* [DESCRIPTION OF THE TASK]:
Images should be left out, and everything else in the listing reproduced exactly.

* [RECORD LIST]:
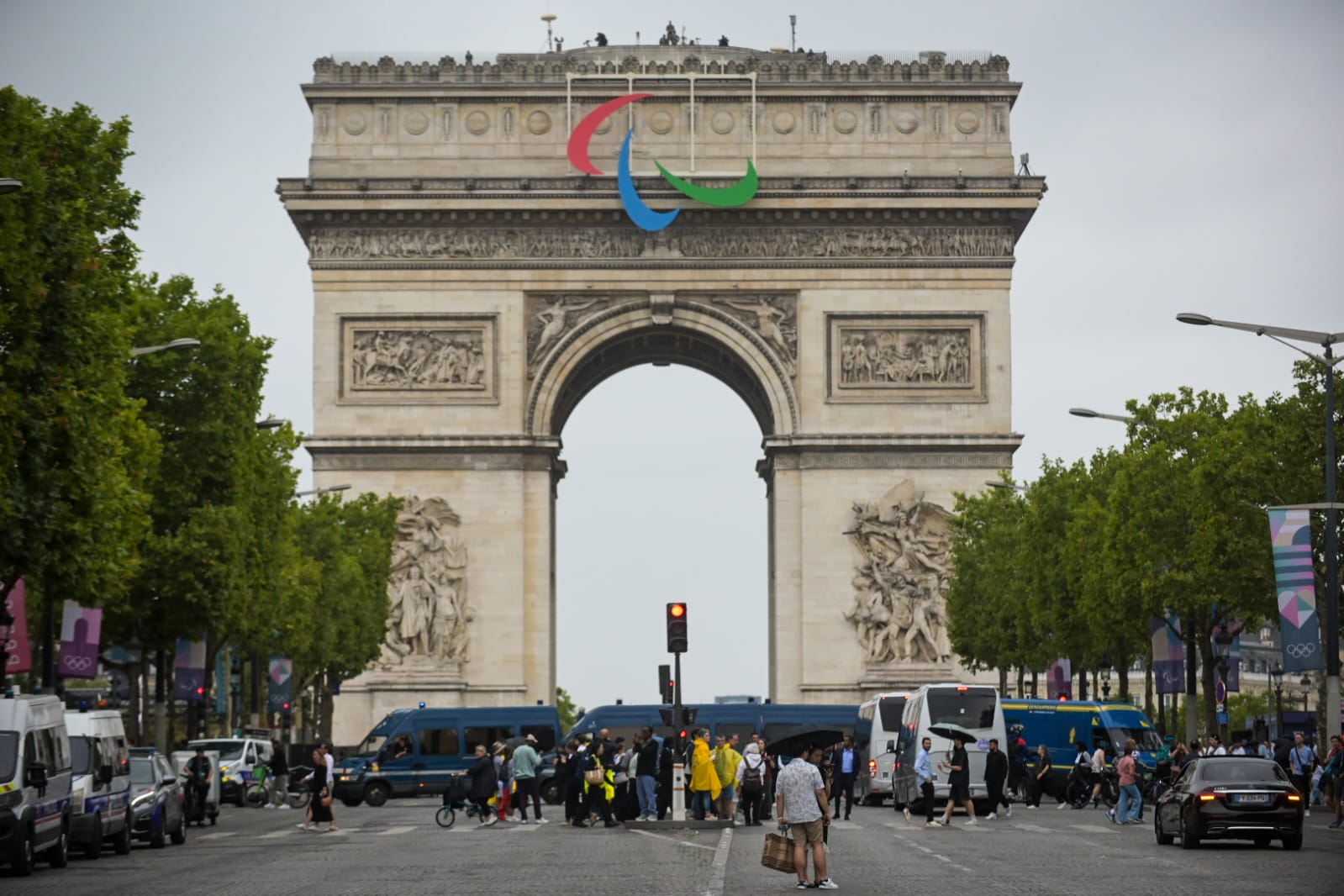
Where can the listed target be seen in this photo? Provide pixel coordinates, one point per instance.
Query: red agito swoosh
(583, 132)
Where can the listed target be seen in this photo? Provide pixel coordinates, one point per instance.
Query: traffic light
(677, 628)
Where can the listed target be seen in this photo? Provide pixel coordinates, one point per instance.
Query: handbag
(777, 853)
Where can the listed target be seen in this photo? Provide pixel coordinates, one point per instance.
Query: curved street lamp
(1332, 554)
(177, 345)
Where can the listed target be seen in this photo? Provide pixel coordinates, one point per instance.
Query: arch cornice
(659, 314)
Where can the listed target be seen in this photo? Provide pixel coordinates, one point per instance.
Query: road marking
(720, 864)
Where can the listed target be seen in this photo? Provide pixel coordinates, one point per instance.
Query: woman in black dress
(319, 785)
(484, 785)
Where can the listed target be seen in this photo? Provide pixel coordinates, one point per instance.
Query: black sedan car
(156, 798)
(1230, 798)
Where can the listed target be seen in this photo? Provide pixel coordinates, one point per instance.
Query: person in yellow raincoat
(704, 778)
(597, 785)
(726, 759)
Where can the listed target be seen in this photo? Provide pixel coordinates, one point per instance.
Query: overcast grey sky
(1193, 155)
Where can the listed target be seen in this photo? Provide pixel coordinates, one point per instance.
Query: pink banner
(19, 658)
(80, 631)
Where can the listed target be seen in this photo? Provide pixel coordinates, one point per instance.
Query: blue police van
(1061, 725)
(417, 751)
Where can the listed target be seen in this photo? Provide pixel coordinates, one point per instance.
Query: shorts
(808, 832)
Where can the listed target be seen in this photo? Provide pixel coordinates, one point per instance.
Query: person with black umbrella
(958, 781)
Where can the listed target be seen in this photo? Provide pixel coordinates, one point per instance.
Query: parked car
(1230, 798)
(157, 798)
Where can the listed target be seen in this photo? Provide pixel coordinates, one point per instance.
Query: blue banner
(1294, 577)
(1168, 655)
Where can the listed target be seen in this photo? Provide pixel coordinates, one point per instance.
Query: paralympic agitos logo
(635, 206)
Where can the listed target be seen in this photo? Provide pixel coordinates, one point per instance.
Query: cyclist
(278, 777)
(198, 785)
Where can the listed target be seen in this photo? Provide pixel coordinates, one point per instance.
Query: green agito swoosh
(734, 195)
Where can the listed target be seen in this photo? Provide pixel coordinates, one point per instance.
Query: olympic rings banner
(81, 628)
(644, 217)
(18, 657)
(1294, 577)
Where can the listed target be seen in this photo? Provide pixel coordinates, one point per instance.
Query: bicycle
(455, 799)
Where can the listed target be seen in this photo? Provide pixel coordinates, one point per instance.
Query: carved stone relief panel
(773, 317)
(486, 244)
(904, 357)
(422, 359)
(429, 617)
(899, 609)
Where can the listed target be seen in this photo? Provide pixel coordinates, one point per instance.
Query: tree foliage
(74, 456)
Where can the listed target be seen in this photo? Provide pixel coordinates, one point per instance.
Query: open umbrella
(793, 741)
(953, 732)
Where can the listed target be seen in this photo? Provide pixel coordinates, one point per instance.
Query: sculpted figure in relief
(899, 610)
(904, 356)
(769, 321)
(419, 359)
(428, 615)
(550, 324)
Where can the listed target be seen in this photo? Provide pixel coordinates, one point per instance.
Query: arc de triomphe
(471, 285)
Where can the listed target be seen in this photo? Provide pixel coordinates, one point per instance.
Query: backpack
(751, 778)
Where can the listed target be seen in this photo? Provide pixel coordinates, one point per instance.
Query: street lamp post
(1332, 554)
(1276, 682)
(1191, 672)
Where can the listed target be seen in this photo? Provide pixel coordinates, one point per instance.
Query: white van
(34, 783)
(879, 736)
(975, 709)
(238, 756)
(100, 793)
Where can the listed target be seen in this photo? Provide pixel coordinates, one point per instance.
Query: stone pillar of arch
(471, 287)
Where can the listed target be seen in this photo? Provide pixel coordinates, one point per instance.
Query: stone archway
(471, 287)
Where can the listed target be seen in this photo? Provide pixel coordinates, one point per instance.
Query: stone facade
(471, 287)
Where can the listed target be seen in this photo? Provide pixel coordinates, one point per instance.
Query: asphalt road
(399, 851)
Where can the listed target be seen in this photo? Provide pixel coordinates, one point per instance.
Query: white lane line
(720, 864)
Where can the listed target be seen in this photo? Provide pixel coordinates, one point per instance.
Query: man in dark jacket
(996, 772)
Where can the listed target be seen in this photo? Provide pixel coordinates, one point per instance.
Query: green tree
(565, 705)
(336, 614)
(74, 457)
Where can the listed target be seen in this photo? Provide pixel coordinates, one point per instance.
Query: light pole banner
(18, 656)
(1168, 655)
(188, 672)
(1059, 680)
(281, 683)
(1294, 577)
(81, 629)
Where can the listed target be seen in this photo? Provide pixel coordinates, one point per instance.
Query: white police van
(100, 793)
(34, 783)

* [EXPECTED ANSWER]:
Where can the listed target be seen in this photo? Provide pixel coordinates, one point per instance.
Query: red agito swoosh
(583, 132)
Where can the listed target be seen in this photo? Provide pixel coordinates, one point per instance.
Query: traffic light
(677, 628)
Where can the listed target be seen in this photo? Provide pixel coordinates, one point per instance.
Query: handbag
(777, 853)
Where can the listed target be seen in this photo? Provide pixel coordinates, one point per instance.
Query: curved street lamp
(1332, 554)
(177, 345)
Where can the listed target be seen in this photo? Provide pixel coordinates, one point per instance.
Query: arch cornice
(659, 314)
Where can the listed target be seen in this photo? Provide pixel coordinates, one point per instance.
Query: road marking
(720, 864)
Where can the listed target be seen in this photo? Provide pixel coordinates, one point per instance.
Query: woman in black dress
(319, 785)
(484, 785)
Where can the listed target be seen in this photo? Provide pixel coordinates, one point per instance.
Query: black sedan car
(156, 798)
(1230, 798)
Where can the listed target be seen in this photo? Provide pixel coordinates, one point per instance.
Query: person in yellow raincoat
(704, 778)
(597, 785)
(726, 759)
Where can the listed target be seen in this photo? Provide pixel coordinates, one point per instance.
Query: overcast grey sky
(1193, 155)
Where can the listed target be seen in this photo? Provide pixel coordinates, one point per instance.
Query: pink banner
(19, 658)
(80, 631)
Where can the listed target be seen in this photo? Provide pixel coordinates, one point per instance.
Query: blue police van
(1061, 725)
(417, 751)
Where can the listed target be seen in this photo? Provide pixel coordinates, one point per instance.
Query: shorts
(808, 832)
Where can the listed target be seen in this photo? Provide pixel coordinates, one point per instance.
Query: person with black umbrella
(958, 781)
Where can the listed target be seen in this photo? Provide pixel coordinates, one point per instance.
Query: parked car
(1230, 798)
(157, 798)
Where can the listed target be seen in this photo? Provide pixel coordinates, one point per instance.
Query: blue banner
(1294, 577)
(1168, 655)
Where can the listed target be seen in this photo? Provide pixel coordinates, one point per instance.
Query: paralympic agitos logo
(635, 206)
Where can the listed target be seen in this photo? Provide pixel coordinates, one point per instance.
Query: cyclist
(278, 777)
(198, 785)
Where can the listed target be seen in this photo? Provide pixel coordinates, one point per instance.
Query: green agito swoosh
(734, 195)
Where can the listed target be seen in this photo? Provide pixel coordinates, one point per instance.
Query: olympic rings banner
(81, 628)
(644, 217)
(18, 657)
(1294, 577)
Where can the listed target be seen in this photo? Provide pixel coordinates, one point per instance.
Query: bicycle
(455, 799)
Where can the listed target be seen in this photo? Provide pixel coordinates, one point per instance.
Query: carved stone relief panel
(773, 317)
(486, 244)
(904, 357)
(422, 359)
(429, 617)
(899, 609)
Where can the listed target be seen in this photo? Provide pixel coordinates, one point per instance.
Query: tree foliage
(74, 456)
Where can the listed target be seen in this photo? Provide pixel coordinates, one point per instance.
Query: open umbrella
(793, 741)
(953, 732)
Where can the listed target be seen in this photo? Provide pixel coordinates, one point per instance.
Query: sculpted figure in relief
(899, 610)
(904, 356)
(769, 321)
(419, 359)
(428, 615)
(550, 324)
Where can the listed target be seen in this photo? Provide pixel coordinates, one point per instance.
Query: arc de triomphe
(471, 285)
Where can the listed target be seen in this photo? Provide pixel coordinates, one point per instance.
Query: backpack
(751, 778)
Where can the listed target be seen in this photo? Provide pixel coordinates, one point per instance.
Query: street lamp post
(1332, 554)
(1276, 682)
(1191, 672)
Where can the listed target be seen in this photo? Provide pixel coordinates, one point per instance.
Query: white van
(34, 783)
(879, 736)
(975, 709)
(238, 756)
(100, 793)
Where can the listed target be seen in this photo? Provide pixel coordinates, one point per instance.
Query: stone pillar of arch
(471, 287)
Where can the listed target be seen in this photo? Provide pixel coordinates, one point per instance.
Query: stone archway
(471, 287)
Where can the listed target be seen in this photo? Provide pixel coordinates, one point per instance.
Query: stone facade
(471, 287)
Where can the listed target be seen in this photo? Provide pixel coordinates, one point per instance.
Query: asphalt road
(399, 851)
Where can the listed target be seen in this photo? Provide pixel coordinates, one point per instance.
Query: white lane line
(720, 864)
Where can the listed target be seen in this photo? Provide pixel coordinates, one point per instance.
Query: man in dark jacket
(996, 772)
Where can the listed target be seen in this photo? Provide pixel coordinates, one point per instance.
Query: green tree
(565, 705)
(336, 614)
(74, 457)
Where can the listed target be seen in this photo? Provide pixel coordinates, one point per instance.
Query: light pole banner
(18, 656)
(1168, 655)
(188, 672)
(1059, 680)
(281, 683)
(1294, 577)
(81, 629)
Where can the listed target be seen in this photo? Provide pixel coordinates, one point per instance.
Query: white police van
(100, 793)
(34, 783)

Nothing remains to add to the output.